:: Estratto ::
========

Ora, mi rendo conto che lo sfruttamento degli animali è una pratica normalizzata e naturalizzata e di questo non posso fare una colpa ad  Agitu, che comunque sia non meritava certo di morire ammazzata. 

Quello che però va contestata, almeno se siamo antispecisti, è la narrazione stucchevole, fuorviante, mistificante che viene fatta della sua attività. 

Addirittura sono state fatte vignette in cui si mostrano le capre piangenti vicino a un pezzo di formaggio o le capre felici attorno alla figura disegnata di Agitu. La vignetta è dell'artista che si fa chiamare Roby il pettirosso e sulla sua pagina potrete vederla. È stata pubblicata anche sulla pagina GreenMe

Le capre non sono felici di essere sfruttate, soprattutto tenendo conto del fatto che per produrre il latte devono essere ingravidate di continuo e che poi in ogni allevamento di capre finalizzato a produrre latte e formaggi, i cuccioli maschi, gli agnellini, saranno inevitabilmente mandati al macello in quanto inutili per l'attività. 

Io non ce l'ho con Agitu, come già scrissi a suo tempo, anzi, il suo femminicidio mi colpì moltissimo e vorrei che non fosse mai accaduto. Ovviamente è con i media che me la prendo, i media che la dipingono come una benefattrice delle capre, quando lei le capre le allevava e usava per profitto, non certo per spirito animalista.

Le storie di donne che si riscattano da una vita di abusi, violenza e povertà, ma lo fanno sfruttando, usando (l'abuso è nell'uso!) e condannando al macello altri individui senzienti, non sono storie di riscatto, ma storie di dinamiche di potere del più forte sul più debole. Il potere è trasversale e anche persone che sono state vittime o che non hanno diritti possono a loro volta diventare oppressori.

========

:: Obiettivi ::
• a. Indichi se ciascuna affermazione concorda con l'estratto, rispondendo sì o no e citando testualmente le parole decisive: (i) la vignetta è opera dell'artista noto come Roby il pettirosso; (ii) secondo l'autore, Agitu allevava le capre per spirito animalista; (iii) la vignetta è apparsa anche sulla pagina GreenMe.
• b. Nelle voci, dalla riga con "Where can the person's right" alla riga con "point(504, 97)", sostituisca "Mark each instance" con "Mark every instance" senza modificare nient'altro, e riporti soltanto queste righe.

========

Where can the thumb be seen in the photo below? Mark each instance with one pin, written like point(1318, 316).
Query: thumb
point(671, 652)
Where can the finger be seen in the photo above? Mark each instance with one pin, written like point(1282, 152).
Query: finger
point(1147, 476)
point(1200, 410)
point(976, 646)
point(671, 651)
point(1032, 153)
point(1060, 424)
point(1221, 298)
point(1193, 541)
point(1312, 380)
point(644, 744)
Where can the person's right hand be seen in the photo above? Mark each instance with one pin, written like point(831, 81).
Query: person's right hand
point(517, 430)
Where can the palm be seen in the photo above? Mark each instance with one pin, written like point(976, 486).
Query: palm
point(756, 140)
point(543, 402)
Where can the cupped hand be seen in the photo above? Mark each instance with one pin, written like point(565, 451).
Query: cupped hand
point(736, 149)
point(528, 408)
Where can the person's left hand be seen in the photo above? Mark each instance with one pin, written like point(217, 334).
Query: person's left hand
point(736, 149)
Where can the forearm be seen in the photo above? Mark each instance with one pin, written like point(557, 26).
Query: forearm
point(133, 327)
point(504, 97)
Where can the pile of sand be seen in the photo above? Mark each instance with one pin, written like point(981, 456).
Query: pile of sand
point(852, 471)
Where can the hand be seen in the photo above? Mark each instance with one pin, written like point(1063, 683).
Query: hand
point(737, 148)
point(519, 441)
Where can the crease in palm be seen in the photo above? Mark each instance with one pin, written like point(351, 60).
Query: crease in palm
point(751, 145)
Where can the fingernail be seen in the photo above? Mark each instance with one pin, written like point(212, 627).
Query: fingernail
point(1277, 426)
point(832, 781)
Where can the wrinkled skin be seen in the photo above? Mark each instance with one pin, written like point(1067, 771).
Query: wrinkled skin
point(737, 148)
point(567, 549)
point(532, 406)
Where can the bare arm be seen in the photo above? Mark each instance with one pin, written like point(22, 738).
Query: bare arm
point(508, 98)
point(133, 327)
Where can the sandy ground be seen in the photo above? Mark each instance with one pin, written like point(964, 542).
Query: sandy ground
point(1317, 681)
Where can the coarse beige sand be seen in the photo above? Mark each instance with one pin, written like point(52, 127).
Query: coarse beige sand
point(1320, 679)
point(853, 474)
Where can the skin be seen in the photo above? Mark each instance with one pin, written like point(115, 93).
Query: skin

========

:: Risposte per compito ::
• a.
(i) Sì: "La vignetta è dell'artista che si fa chiamare Roby il pettirosso"
(ii) No: "quando lei le capre le allevava e usava per profitto, non certo per spirito animalista"
(iii) Sì: "È stata pubblicata anche sulla pagina GreenMe"

• b.
Where can the person's right hand be seen in the photo above? Mark every instance with one pin, written like point(831, 81).
Query: person's right hand
point(517, 430)
Where can the palm be seen in the photo above? Mark every instance with one pin, written like point(976, 486).
Query: palm
point(756, 140)
point(543, 402)
Where can the cupped hand be seen in the photo above? Mark every instance with one pin, written like point(565, 451).
Query: cupped hand
point(736, 149)
point(528, 408)
Where can the person's left hand be seen in the photo above? Mark every instance with one pin, written like point(217, 334).
Query: person's left hand
point(736, 149)
Where can the forearm be seen in the photo above? Mark every instance with one pin, written like point(557, 26).
Query: forearm
point(133, 327)
point(504, 97)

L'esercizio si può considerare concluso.